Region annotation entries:
——————
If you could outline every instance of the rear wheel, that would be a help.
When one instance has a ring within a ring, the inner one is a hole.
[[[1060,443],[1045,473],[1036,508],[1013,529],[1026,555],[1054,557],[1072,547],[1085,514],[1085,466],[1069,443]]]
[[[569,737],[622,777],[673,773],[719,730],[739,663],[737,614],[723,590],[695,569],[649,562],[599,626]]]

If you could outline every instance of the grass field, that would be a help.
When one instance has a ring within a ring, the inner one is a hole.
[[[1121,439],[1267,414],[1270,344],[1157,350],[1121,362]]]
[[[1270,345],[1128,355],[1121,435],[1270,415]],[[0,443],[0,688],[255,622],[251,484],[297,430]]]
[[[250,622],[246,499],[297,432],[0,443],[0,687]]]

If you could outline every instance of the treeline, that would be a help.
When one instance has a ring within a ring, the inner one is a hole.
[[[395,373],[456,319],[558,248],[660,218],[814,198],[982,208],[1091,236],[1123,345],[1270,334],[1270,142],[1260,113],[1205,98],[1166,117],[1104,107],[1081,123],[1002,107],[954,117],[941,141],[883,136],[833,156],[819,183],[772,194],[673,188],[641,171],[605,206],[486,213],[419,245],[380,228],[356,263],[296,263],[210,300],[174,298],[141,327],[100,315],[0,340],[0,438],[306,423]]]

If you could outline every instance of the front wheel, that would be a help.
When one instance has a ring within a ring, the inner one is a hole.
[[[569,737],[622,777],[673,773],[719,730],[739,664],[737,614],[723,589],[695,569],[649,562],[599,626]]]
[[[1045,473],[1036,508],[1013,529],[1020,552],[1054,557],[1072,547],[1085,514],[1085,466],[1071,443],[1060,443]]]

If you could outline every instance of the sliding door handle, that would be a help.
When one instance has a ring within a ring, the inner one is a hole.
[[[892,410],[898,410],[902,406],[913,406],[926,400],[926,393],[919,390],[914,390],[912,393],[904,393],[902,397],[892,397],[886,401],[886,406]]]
——————
## WORK TO DO
Reproduce every item above verbatim, keeping each line, line break, and character unchanged.

## FINAL RESULT
If you could outline every instance of the rear wheel, that would be a help.
When one instance has a ring within a ring, the inner one is a hole.
[[[1060,443],[1045,473],[1036,508],[1013,529],[1026,555],[1054,557],[1072,547],[1085,514],[1085,466],[1069,443]]]
[[[569,737],[622,777],[673,773],[719,730],[739,663],[737,614],[723,590],[695,569],[649,562],[599,626]]]

If you could outline every instance of the grass field, that would be a help.
When one instance has a ring within a ring, the inner one is a hole.
[[[1121,439],[1267,414],[1270,344],[1157,350],[1121,362]]]
[[[1270,345],[1128,355],[1121,435],[1270,415]],[[0,443],[0,688],[255,622],[251,484],[297,430]]]
[[[250,622],[246,499],[297,432],[0,443],[0,687]]]

If you could outline every instance of the treeline, that would be a help.
When one instance has a ring within a ring, the inner one is a hole.
[[[395,373],[456,319],[558,248],[660,218],[814,198],[982,208],[1091,236],[1123,345],[1270,334],[1270,142],[1260,113],[1205,98],[1166,117],[1104,107],[1081,123],[1002,107],[954,117],[941,141],[883,136],[833,156],[819,183],[772,194],[673,188],[641,171],[605,206],[486,213],[419,245],[380,228],[356,263],[296,263],[210,300],[174,298],[141,327],[100,315],[0,340],[0,438],[306,423]]]

If you could outline every instance of the front wheel, that would be a help.
When one instance has a ring within a ring, the inner one is a hole.
[[[569,737],[622,777],[673,773],[719,730],[739,664],[737,614],[723,589],[695,569],[649,562],[599,626]]]
[[[1045,473],[1036,508],[1013,529],[1020,552],[1054,557],[1072,547],[1085,514],[1085,466],[1071,443],[1060,443]]]

If you could outline every instance of the sliding door handle, that would be a help.
When one instance has a ring within a ring, the inner one is a hole.
[[[892,410],[898,410],[902,406],[913,406],[926,400],[926,393],[919,390],[914,390],[912,393],[904,393],[902,397],[892,397],[886,401],[886,406]]]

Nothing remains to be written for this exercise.